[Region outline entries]
= = = =
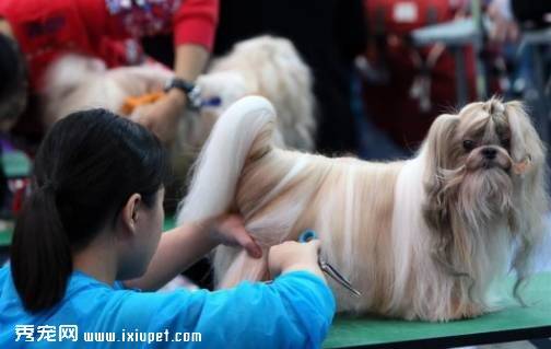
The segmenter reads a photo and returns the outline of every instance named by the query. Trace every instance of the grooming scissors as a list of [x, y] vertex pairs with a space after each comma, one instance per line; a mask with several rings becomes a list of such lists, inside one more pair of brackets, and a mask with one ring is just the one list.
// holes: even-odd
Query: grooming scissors
[[[306, 230], [301, 234], [301, 236], [298, 236], [298, 242], [300, 243], [307, 243], [307, 242], [315, 240], [315, 239], [318, 239], [316, 232], [313, 230]], [[357, 291], [356, 289], [354, 289], [352, 283], [350, 283], [350, 281], [347, 278], [344, 278], [339, 271], [337, 271], [337, 269], [335, 269], [333, 266], [331, 266], [324, 258], [321, 258], [321, 256], [318, 257], [318, 264], [319, 264], [319, 268], [321, 268], [321, 270], [324, 270], [325, 274], [330, 276], [335, 281], [340, 283], [343, 288], [345, 288], [347, 290], [352, 292], [352, 294], [354, 294], [355, 296], [362, 295], [362, 293], [360, 291]]]

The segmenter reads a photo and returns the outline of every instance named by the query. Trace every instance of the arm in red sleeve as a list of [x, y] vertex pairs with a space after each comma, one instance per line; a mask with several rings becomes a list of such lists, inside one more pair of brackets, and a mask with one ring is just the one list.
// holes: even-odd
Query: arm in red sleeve
[[209, 51], [214, 44], [218, 0], [186, 0], [174, 15], [174, 45], [197, 44]]

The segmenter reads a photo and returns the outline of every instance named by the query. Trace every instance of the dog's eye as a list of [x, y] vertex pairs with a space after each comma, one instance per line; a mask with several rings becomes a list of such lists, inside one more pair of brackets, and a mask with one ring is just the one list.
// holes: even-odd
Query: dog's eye
[[466, 139], [466, 140], [464, 140], [464, 149], [465, 149], [466, 151], [471, 151], [471, 150], [473, 150], [473, 149], [474, 149], [474, 146], [476, 146], [476, 144], [474, 144], [474, 142], [473, 142], [473, 141], [471, 141], [470, 139]]

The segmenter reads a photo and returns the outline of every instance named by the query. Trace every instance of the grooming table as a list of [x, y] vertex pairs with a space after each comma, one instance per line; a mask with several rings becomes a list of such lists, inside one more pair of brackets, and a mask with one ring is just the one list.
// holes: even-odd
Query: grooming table
[[535, 275], [521, 294], [528, 307], [508, 301], [502, 311], [449, 323], [339, 316], [324, 348], [430, 349], [551, 337], [551, 272]]

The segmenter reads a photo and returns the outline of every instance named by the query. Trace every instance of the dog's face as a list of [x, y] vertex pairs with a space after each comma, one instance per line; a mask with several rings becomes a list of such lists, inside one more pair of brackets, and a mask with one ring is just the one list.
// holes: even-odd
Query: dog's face
[[[427, 203], [446, 221], [459, 212], [471, 226], [479, 228], [515, 209], [515, 187], [544, 163], [544, 149], [521, 105], [491, 98], [472, 103], [457, 115], [439, 116], [429, 132], [429, 170], [425, 175]], [[518, 190], [517, 190], [518, 191]], [[445, 221], [445, 222], [444, 222]]]

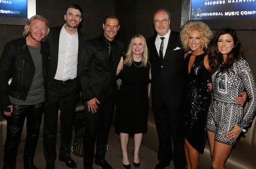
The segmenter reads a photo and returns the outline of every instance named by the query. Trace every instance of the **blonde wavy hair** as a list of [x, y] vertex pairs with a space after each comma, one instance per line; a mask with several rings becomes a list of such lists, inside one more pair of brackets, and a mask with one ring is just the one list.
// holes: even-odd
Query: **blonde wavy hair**
[[46, 26], [47, 27], [46, 29], [46, 32], [45, 33], [45, 37], [44, 38], [41, 40], [42, 42], [45, 42], [46, 41], [46, 38], [48, 37], [47, 35], [50, 33], [50, 30], [49, 28], [49, 25], [48, 21], [46, 19], [45, 19], [44, 17], [39, 15], [34, 15], [32, 17], [26, 24], [26, 25], [24, 27], [24, 32], [23, 32], [23, 36], [26, 37], [26, 36], [28, 35], [29, 34], [29, 31], [28, 31], [28, 27], [31, 26], [31, 25], [33, 23], [34, 20], [35, 19], [38, 19], [41, 21], [42, 21], [45, 23], [45, 25], [46, 25]]
[[143, 61], [142, 64], [141, 65], [141, 67], [147, 67], [147, 64], [148, 62], [148, 56], [149, 56], [149, 51], [148, 49], [148, 47], [147, 46], [147, 43], [145, 38], [141, 35], [138, 34], [132, 37], [130, 41], [130, 44], [129, 44], [129, 47], [128, 47], [128, 49], [126, 53], [124, 54], [124, 56], [126, 56], [124, 61], [124, 64], [125, 64], [128, 66], [130, 66], [132, 65], [132, 44], [133, 43], [133, 39], [135, 38], [140, 38], [142, 39], [142, 42], [143, 46], [144, 47], [144, 51], [142, 53], [143, 55]]
[[204, 23], [200, 21], [191, 21], [185, 25], [181, 32], [181, 41], [184, 50], [188, 51], [190, 49], [188, 40], [190, 34], [193, 30], [200, 32], [203, 41], [201, 50], [207, 49], [208, 43], [212, 37], [212, 32]]

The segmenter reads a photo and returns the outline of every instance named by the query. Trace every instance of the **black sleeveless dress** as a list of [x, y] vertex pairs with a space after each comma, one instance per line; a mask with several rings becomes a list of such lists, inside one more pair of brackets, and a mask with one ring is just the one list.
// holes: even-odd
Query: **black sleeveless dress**
[[[141, 62], [134, 62], [137, 66]], [[117, 103], [115, 132], [131, 134], [147, 132], [149, 110], [149, 65], [137, 67], [124, 65], [122, 83]]]
[[188, 65], [191, 54], [189, 54], [185, 59], [185, 88], [180, 106], [181, 126], [185, 126], [185, 136], [190, 144], [201, 154], [205, 145], [205, 126], [211, 102], [211, 94], [207, 86], [209, 72], [203, 65], [206, 55], [204, 53], [196, 56], [190, 74]]

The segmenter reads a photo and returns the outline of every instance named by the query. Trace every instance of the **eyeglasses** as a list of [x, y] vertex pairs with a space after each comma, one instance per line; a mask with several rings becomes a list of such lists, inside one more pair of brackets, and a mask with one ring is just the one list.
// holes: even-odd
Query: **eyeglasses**
[[164, 19], [163, 20], [160, 21], [160, 20], [155, 20], [154, 21], [154, 23], [155, 23], [157, 25], [159, 25], [160, 24], [160, 22], [162, 22], [162, 23], [163, 24], [165, 24], [166, 23], [166, 22], [167, 22], [167, 21], [169, 20], [170, 19]]

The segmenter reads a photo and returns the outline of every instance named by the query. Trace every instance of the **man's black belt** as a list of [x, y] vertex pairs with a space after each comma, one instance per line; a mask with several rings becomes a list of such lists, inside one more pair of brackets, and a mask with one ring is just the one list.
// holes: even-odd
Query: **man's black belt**
[[53, 79], [53, 80], [55, 82], [61, 82], [61, 83], [65, 84], [65, 83], [69, 83], [69, 82], [71, 82], [73, 81], [73, 80], [75, 80], [76, 79], [76, 78], [75, 78], [73, 79], [69, 79], [69, 80], [56, 80], [56, 79]]

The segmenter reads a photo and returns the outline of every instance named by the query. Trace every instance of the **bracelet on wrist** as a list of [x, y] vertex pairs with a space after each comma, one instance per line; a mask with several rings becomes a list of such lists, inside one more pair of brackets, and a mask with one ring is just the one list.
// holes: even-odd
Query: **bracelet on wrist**
[[240, 126], [240, 125], [238, 125], [238, 126], [240, 127], [240, 128], [241, 129], [241, 130], [242, 130], [243, 132], [245, 133], [247, 131], [247, 130], [246, 129], [244, 129], [243, 128], [243, 127]]

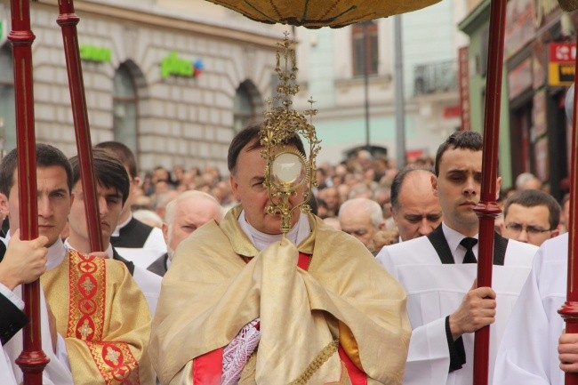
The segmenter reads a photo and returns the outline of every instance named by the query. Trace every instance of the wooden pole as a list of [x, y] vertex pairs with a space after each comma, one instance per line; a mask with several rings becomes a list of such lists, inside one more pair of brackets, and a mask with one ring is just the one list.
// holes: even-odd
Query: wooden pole
[[91, 143], [90, 125], [86, 109], [84, 82], [78, 48], [78, 33], [76, 24], [79, 18], [75, 13], [72, 0], [59, 0], [59, 17], [56, 22], [62, 29], [64, 41], [64, 54], [66, 57], [67, 72], [68, 74], [68, 88], [72, 102], [72, 113], [76, 137], [76, 151], [78, 152], [78, 165], [84, 194], [84, 212], [88, 229], [88, 238], [91, 251], [101, 252], [102, 239], [100, 237], [100, 221], [99, 216], [99, 200], [96, 195], [96, 182], [92, 162], [92, 145]]
[[[28, 0], [12, 0], [12, 30], [8, 40], [12, 44], [14, 94], [16, 97], [16, 148], [18, 151], [18, 186], [20, 238], [38, 237], [38, 204], [36, 201], [36, 153], [34, 127], [34, 92], [32, 81], [32, 43]], [[28, 324], [24, 326], [24, 347], [16, 364], [24, 374], [25, 385], [42, 385], [42, 372], [49, 359], [42, 350], [40, 334], [40, 282], [22, 286], [24, 312]]]
[[[487, 76], [486, 78], [486, 115], [482, 156], [482, 186], [479, 204], [474, 211], [479, 218], [478, 286], [492, 286], [494, 266], [494, 219], [502, 213], [496, 203], [500, 107], [506, 19], [506, 0], [492, 0], [490, 4]], [[474, 385], [487, 385], [490, 350], [490, 326], [476, 332], [474, 342]]]
[[[578, 43], [578, 34], [576, 34]], [[578, 57], [575, 66], [578, 68]], [[572, 118], [572, 149], [570, 159], [570, 216], [568, 218], [568, 271], [566, 301], [558, 313], [566, 322], [566, 333], [578, 333], [578, 266], [576, 266], [576, 237], [578, 237], [578, 169], [576, 168], [576, 154], [578, 154], [578, 127], [576, 125], [576, 103], [578, 102], [578, 87], [574, 78], [574, 113]], [[566, 96], [567, 97], [567, 96]], [[578, 385], [578, 373], [565, 374], [566, 385]]]

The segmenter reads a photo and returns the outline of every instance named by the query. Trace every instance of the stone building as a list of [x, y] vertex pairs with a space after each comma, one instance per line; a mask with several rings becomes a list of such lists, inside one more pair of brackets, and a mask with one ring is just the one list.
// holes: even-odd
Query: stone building
[[[142, 170], [227, 170], [236, 130], [261, 116], [276, 44], [258, 24], [202, 0], [75, 2], [93, 144], [116, 140]], [[31, 2], [37, 141], [76, 153], [56, 2]], [[10, 2], [0, 0], [0, 148], [15, 147]]]

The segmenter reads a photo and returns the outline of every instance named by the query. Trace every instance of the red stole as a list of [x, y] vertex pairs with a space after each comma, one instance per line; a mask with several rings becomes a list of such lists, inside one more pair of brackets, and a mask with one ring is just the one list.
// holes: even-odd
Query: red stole
[[[299, 253], [297, 266], [303, 270], [308, 270], [311, 256]], [[219, 348], [196, 358], [193, 358], [191, 376], [195, 385], [219, 385], [222, 376], [223, 349]], [[359, 370], [353, 361], [348, 357], [343, 348], [339, 347], [339, 357], [345, 365], [352, 385], [367, 385], [367, 376]]]

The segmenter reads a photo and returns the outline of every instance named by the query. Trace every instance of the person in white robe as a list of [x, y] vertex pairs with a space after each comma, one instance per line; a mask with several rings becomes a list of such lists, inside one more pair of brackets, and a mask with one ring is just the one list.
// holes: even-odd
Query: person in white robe
[[[567, 256], [567, 233], [540, 247], [498, 350], [494, 385], [563, 385], [560, 357], [562, 368], [575, 371], [576, 334], [564, 333], [558, 313], [566, 299]], [[568, 343], [560, 345], [560, 341]]]
[[[59, 253], [58, 245], [52, 245], [48, 250], [44, 247], [48, 242], [45, 237], [40, 237], [32, 241], [20, 241], [20, 230], [14, 236], [3, 240], [8, 243], [8, 247], [2, 255], [3, 265], [8, 269], [0, 269], [0, 295], [10, 301], [13, 307], [23, 312], [24, 301], [22, 301], [22, 285], [37, 279], [46, 269], [52, 266], [53, 257]], [[61, 243], [60, 243], [61, 245]], [[14, 258], [15, 257], [15, 258]], [[8, 274], [6, 272], [8, 270]], [[8, 276], [11, 278], [7, 278]], [[12, 288], [12, 283], [18, 285]], [[6, 309], [8, 310], [8, 309]], [[46, 307], [44, 293], [40, 286], [40, 326], [42, 338], [42, 349], [49, 358], [48, 365], [43, 372], [43, 384], [44, 385], [73, 385], [72, 373], [68, 364], [68, 357], [62, 336], [51, 332], [49, 309]], [[23, 381], [22, 371], [15, 363], [23, 348], [23, 333], [18, 331], [2, 346], [0, 353], [0, 384], [20, 384]]]
[[[482, 145], [479, 133], [459, 132], [440, 146], [431, 180], [442, 224], [427, 237], [386, 246], [377, 256], [407, 293], [412, 337], [404, 384], [471, 384], [474, 332], [489, 325], [491, 373], [530, 271], [537, 248], [495, 234], [494, 287], [477, 287], [478, 219], [473, 208], [480, 199]], [[500, 183], [498, 178], [497, 188]]]

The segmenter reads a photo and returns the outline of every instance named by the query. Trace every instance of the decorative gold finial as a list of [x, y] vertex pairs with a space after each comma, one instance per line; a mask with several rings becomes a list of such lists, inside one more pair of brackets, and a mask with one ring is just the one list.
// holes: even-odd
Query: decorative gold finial
[[[294, 43], [289, 39], [288, 32], [285, 33], [283, 42], [277, 43], [279, 51], [276, 53], [275, 71], [280, 82], [275, 99], [280, 100], [280, 105], [272, 108], [271, 100], [267, 100], [266, 121], [260, 132], [263, 146], [261, 156], [266, 160], [263, 184], [270, 201], [267, 211], [269, 214], [281, 215], [281, 232], [284, 235], [291, 229], [291, 215], [294, 210], [300, 208], [302, 213], [311, 210], [307, 202], [317, 186], [315, 159], [321, 149], [321, 140], [317, 140], [312, 124], [313, 116], [317, 113], [313, 108], [313, 99], [308, 100], [311, 107], [303, 112], [304, 115], [291, 108], [291, 98], [299, 92]], [[296, 135], [309, 142], [309, 157], [294, 147], [288, 146], [290, 140]], [[292, 206], [289, 197], [296, 196], [298, 191], [303, 195], [303, 201]]]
= = = =
Copy out everything from the line that contains "of the **black" down to the line that contains "Query: **black sleeveless dress**", with both of those lines included.

The segmenter reads a photo and returns the outline of every instance named by the query. Trace every instance of the **black sleeveless dress** as a list of [x, y] vertex pairs with a space after each comma, one instance per line; a mask with several rings becomes a list of such lists, inside one more pair of brackets, and a mask with one ring is just the one list.
// holes: even-odd
Query: **black sleeveless dress**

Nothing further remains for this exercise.